**Что требуется:**
a) Перепишите рецензию от «Расставаясь с тем, что» до «плодотворнее: идей больше.» включительно, поставив «огонь» вместо «костер».
b) Перенесите все строки исходных данных в JSON-список строк, по одному значению на каждую строку, без пустых. Изображения в ответ не включайте.

**Текстовый фрагмент:**
▼▼▼

Езда в знаемое
Опубликовано в журнале Знамя, номер 11, 1999
Езда в знаемое
Б. В. Томашевский. Теория литературы. Поэтика. — М.: Аспект Пресс, 1999.
Наш молодой современник — довольно известный поэт — относит к внешним врагам поэзии “филологов и историков литературы”1. Не очень ясно, зачем оратор отделил историков литературы от филологов вообще. Но более неясно, зачем искать и искусственно порождать врагов: сказано ведь, что искусство вечно. Стало быть, враги ему не страшны. Тем более, гуманитарно вооруженные.
В. В. Виноградов во введении к “Этюдам о стиле Гоголя” толковал о приемах “переработки явлений индивидуального художества в последующих поэтических конструкциях”2. И хотя наш поэт не создает никакой своей антипоэтики, а просто словно бы толкается мимоходом, думаю, можно говорить об индивидуальном антихудожестве. Процитирую еще одного теоретика: “Символизм языка, по-видимому, может быть назван его поэтичностью…”3.
Люди, бранящие теоретиков и теорию, обычно кончают тем, что создают свое учение. Хотя бы потому им следует быть повежливее к предшественникам. Хотя бы поэтому им нужно помнить: теория становится суха, когда ее покидают потоки — то есть отходит актуальная публицистичность.
Б. В. Томашевский как ученый отдал дань формализму. Ныне его построения звучат вроде как инопланетно. Хотя вечный диспут о том, что такое литература и где она начинается-кончается, никогда не прекращался. Тем более что нехудожественная речь ученого труда поэтична. Борис Томашевский не меньший поэт поэзии, чем представители, извините за выражение, постмодернистского дискурса. Он, Б. Т., в известной степени — его предтеча. (Положим, тут я несколько загнул, но загнул специально. Раз символизм языка — его поэтичность, а каждое слово — уже есть, по Потебне, художественное произведение, то внимание к форме, к ее осмыслению уже обещает художественный текст.)
Расставаясь с тем, что набило оскомину и превратилось в невкусную жвачку, не бросайте в костер то, без чего вы потом не сможете жить и даже насвистывать свои песни. Конечно, враждовать с филологией плодотворно — из нее происходят идеи, помогающие сочинять. Но дружить — плодотворнее: идей больше.

▲▲▲

(Фрагмент файла данных)
▼▼▼

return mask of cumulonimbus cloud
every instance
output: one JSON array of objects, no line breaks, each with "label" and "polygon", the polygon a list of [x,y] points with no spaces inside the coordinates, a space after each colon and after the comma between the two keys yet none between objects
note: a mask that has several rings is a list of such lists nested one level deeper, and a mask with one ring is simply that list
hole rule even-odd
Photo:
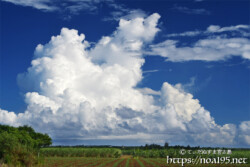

▲▲▲

**Полные решения:**
a)
Расставаясь с тем, что набило оскомину и превратилось в невкусную жвачку, не бросайте в огонь то, без чего вы потом не сможете жить и даже насвистывать свои песни. Конечно, враждовать с филологией плодотворно — из нее происходят идеи, помогающие сочинять. Но дружить — плодотворнее: идей больше.

b)
[
  "return mask of cumulonimbus cloud",
  "every instance",
  "output: one JSON array of objects, no line breaks, each with \"label\" and \"polygon\", the polygon a list of [x,y] points with no spaces inside the coordinates, a space after each colon and after the comma between the two keys yet none between objects",
  "note: a mask that has several rings is a list of such lists nested one level deeper, and a mask with one ring is simply that list",
  "hole rule even-odd",
  "Photo:"
]